Can you put every line of the listing below into a Markdown table with the columns Row and Line, numbering the rows and leaving out blank lines?

########

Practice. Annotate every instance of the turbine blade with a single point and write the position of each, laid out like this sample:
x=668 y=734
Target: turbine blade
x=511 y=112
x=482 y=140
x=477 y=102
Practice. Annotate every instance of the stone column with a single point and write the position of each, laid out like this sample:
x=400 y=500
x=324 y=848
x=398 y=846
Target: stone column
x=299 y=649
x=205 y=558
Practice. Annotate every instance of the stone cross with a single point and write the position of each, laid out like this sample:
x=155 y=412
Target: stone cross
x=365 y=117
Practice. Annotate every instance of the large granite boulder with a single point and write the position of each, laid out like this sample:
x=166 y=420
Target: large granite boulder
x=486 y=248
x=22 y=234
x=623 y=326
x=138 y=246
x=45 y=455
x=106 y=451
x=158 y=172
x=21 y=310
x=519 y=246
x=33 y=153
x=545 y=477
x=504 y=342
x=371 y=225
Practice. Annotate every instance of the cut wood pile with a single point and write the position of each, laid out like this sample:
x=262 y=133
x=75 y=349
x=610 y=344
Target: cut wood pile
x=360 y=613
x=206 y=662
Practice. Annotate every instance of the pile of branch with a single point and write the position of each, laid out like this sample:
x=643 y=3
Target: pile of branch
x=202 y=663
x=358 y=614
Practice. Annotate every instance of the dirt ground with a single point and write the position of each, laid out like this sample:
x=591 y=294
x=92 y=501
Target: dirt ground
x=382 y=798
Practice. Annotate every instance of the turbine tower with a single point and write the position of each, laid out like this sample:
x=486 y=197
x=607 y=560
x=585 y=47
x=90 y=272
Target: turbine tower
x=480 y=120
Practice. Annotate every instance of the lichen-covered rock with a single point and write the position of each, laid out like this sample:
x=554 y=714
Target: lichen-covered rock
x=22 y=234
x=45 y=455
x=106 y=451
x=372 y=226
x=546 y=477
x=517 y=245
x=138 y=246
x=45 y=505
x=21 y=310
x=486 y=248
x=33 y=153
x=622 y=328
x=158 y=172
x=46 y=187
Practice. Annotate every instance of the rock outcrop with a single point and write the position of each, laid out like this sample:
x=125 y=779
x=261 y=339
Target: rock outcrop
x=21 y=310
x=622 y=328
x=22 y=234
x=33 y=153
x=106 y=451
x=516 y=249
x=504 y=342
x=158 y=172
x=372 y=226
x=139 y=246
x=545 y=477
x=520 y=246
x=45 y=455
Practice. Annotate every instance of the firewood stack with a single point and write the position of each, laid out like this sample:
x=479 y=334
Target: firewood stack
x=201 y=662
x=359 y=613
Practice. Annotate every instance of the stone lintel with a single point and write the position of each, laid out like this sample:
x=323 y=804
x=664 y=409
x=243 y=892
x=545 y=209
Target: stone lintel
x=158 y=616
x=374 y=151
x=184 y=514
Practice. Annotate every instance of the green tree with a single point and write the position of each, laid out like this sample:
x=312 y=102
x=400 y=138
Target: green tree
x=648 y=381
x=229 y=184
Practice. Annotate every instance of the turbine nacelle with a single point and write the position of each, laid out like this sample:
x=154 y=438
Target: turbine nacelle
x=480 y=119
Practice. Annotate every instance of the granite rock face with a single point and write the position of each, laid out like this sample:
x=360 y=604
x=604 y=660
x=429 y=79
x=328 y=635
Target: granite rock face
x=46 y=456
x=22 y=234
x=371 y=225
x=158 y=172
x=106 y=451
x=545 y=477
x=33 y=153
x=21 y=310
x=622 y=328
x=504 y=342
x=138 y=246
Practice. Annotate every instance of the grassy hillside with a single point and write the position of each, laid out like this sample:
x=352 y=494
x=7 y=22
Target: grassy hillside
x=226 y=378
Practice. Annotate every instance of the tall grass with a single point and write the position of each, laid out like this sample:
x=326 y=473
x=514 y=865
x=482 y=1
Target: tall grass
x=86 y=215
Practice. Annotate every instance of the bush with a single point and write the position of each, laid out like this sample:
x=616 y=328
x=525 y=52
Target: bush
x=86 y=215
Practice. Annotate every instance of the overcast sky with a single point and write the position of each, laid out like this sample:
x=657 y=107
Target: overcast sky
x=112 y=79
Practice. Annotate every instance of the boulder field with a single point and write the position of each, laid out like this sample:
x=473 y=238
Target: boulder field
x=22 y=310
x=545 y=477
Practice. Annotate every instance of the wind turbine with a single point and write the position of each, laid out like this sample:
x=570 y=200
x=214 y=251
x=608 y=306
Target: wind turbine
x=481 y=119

########

## Answer to this exercise
| Row | Line |
|---|---|
| 1 | Practice. Annotate every instance of the turbine blade with a single point and write the position of each, laid out like this sample: |
| 2 | x=668 y=734 |
| 3 | Target: turbine blade |
| 4 | x=511 y=112 |
| 5 | x=482 y=140 |
| 6 | x=477 y=102 |
| 7 | Practice. Annotate every instance of the stone column with a single point and write the position of each, laid out like this sample: |
| 8 | x=400 y=500 |
| 9 | x=324 y=848 |
| 10 | x=398 y=846 |
| 11 | Target: stone column |
| 12 | x=299 y=649 |
| 13 | x=205 y=558 |
| 14 | Practice. Annotate every instance of the stone cross with a single point and write the position of each, laid out like this sample: |
| 15 | x=155 y=412 |
| 16 | Target: stone cross |
| 17 | x=365 y=117 |
| 18 | Practice. Annotate every instance of the large granite boulder with a single point and write the position of each, laid out like this sample: |
| 19 | x=166 y=420 |
| 20 | Target: large granite boulder |
| 21 | x=486 y=248 |
| 22 | x=22 y=234 |
| 23 | x=623 y=326 |
| 24 | x=138 y=246 |
| 25 | x=45 y=455 |
| 26 | x=106 y=451 |
| 27 | x=158 y=172 |
| 28 | x=21 y=310 |
| 29 | x=519 y=246 |
| 30 | x=33 y=153 |
| 31 | x=545 y=477 |
| 32 | x=504 y=342 |
| 33 | x=371 y=225 |
| 34 | Practice. Annotate every instance of the cut wood pile with a single point and write the position of each, laid out like this sample: |
| 35 | x=262 y=133 |
| 36 | x=75 y=349 |
| 37 | x=610 y=344 |
| 38 | Target: cut wood pile |
| 39 | x=360 y=613 |
| 40 | x=206 y=662 |
| 41 | Practice. Annotate every instance of the pile of branch with a single point and write the position of each, laid out like this sample: |
| 42 | x=643 y=3 |
| 43 | Target: pile of branch |
| 44 | x=202 y=663 |
| 45 | x=358 y=614 |
| 46 | Practice. Annotate every instance of the dirt ground with a single point and write the position of each, laid out like this sample: |
| 47 | x=591 y=294 |
| 48 | x=92 y=501 |
| 49 | Target: dirt ground |
| 50 | x=382 y=798 |
| 51 | Practice. Annotate every instance of the turbine tower with a single point and write the position of each, laid out like this sample: |
| 52 | x=486 y=197 |
| 53 | x=607 y=560 |
| 54 | x=585 y=47 |
| 55 | x=90 y=272 |
| 56 | Target: turbine tower |
| 57 | x=480 y=120 |
| 58 | Practice. Annotate every instance of the lichen-covered rock with a single point and write the position of each, laid out like this sample: |
| 59 | x=554 y=714 |
| 60 | Target: lichen-covered rock |
| 61 | x=22 y=234 |
| 62 | x=45 y=455 |
| 63 | x=106 y=451 |
| 64 | x=372 y=226 |
| 65 | x=546 y=477 |
| 66 | x=517 y=245 |
| 67 | x=138 y=246 |
| 68 | x=45 y=505 |
| 69 | x=21 y=310 |
| 70 | x=486 y=248 |
| 71 | x=33 y=153 |
| 72 | x=622 y=328 |
| 73 | x=158 y=172 |
| 74 | x=46 y=187 |
| 75 | Practice. Annotate every instance of the rock outcrop with a single point and write the position of each, laid out like this sample: |
| 76 | x=125 y=779 |
| 77 | x=261 y=339 |
| 78 | Target: rock outcrop |
| 79 | x=21 y=310 |
| 80 | x=622 y=328 |
| 81 | x=22 y=234 |
| 82 | x=33 y=153 |
| 83 | x=106 y=451 |
| 84 | x=516 y=249 |
| 85 | x=504 y=342 |
| 86 | x=158 y=172 |
| 87 | x=372 y=226 |
| 88 | x=139 y=246 |
| 89 | x=545 y=477 |
| 90 | x=520 y=246 |
| 91 | x=45 y=455 |
| 92 | Practice. Annotate every instance of the firewood stack with a single point and write the position of each, laid out like this sample: |
| 93 | x=479 y=334 |
| 94 | Target: firewood stack |
| 95 | x=201 y=662 |
| 96 | x=359 y=613 |
| 97 | Practice. Annotate every instance of the stone lintel with a single point and write the position of each, laid out like this sample: |
| 98 | x=323 y=804 |
| 99 | x=664 y=409 |
| 100 | x=243 y=892 |
| 101 | x=545 y=209 |
| 102 | Target: stone lintel |
| 103 | x=158 y=616 |
| 104 | x=374 y=151 |
| 105 | x=184 y=514 |
| 106 | Practice. Annotate every instance of the green tree with a single point and write the position of each, laid out like this sample: |
| 107 | x=312 y=102 |
| 108 | x=400 y=138 |
| 109 | Target: green tree |
| 110 | x=648 y=381 |
| 111 | x=229 y=184 |
| 112 | Practice. Annotate every instance of the turbine nacelle with a single point and write the position of each, laid out like this sample: |
| 113 | x=154 y=438 |
| 114 | Target: turbine nacelle |
| 115 | x=480 y=119 |
| 116 | Practice. Annotate every instance of the granite rock face with a single point and write the position of each, laid out like this sample: |
| 117 | x=360 y=604 |
| 118 | x=604 y=660 |
| 119 | x=429 y=79 |
| 120 | x=328 y=635 |
| 121 | Target: granite rock face |
| 122 | x=46 y=456 |
| 123 | x=22 y=234 |
| 124 | x=371 y=225 |
| 125 | x=158 y=172 |
| 126 | x=106 y=451 |
| 127 | x=545 y=477 |
| 128 | x=33 y=153 |
| 129 | x=21 y=310 |
| 130 | x=622 y=328 |
| 131 | x=504 y=342 |
| 132 | x=138 y=246 |
| 133 | Practice. Annotate every instance of the grassy hillside with a single point and write the position of each, laid out like this sample: |
| 134 | x=352 y=494 |
| 135 | x=7 y=22 |
| 136 | Target: grassy hillside |
| 137 | x=226 y=378 |
| 138 | Practice. Annotate every instance of the tall grass with a single point and write the position of each, laid out like this sample: |
| 139 | x=326 y=473 |
| 140 | x=514 y=865 |
| 141 | x=482 y=1 |
| 142 | Target: tall grass |
| 143 | x=86 y=215 |
| 144 | Practice. Annotate every instance of the bush with a single point and write the position of each, laid out like this sample: |
| 145 | x=616 y=328 |
| 146 | x=525 y=52 |
| 147 | Target: bush |
| 148 | x=86 y=215 |
| 149 | Practice. Annotate every instance of the overcast sky with a single point and write the position of each, laid out like this sample: |
| 150 | x=657 y=107 |
| 151 | Target: overcast sky |
| 152 | x=112 y=79 |
| 153 | Practice. Annotate every instance of the boulder field with a single point and write the position of each, laid out like this sample: |
| 154 | x=473 y=238 |
| 155 | Target: boulder field |
| 156 | x=22 y=310 |
| 157 | x=545 y=477 |
| 158 | Practice. Annotate every instance of the wind turbine with a single point and write the position of each, laid out like this sample: |
| 159 | x=570 y=200 |
| 160 | x=214 y=251 |
| 161 | x=608 y=306 |
| 162 | Target: wind turbine |
| 163 | x=481 y=119 |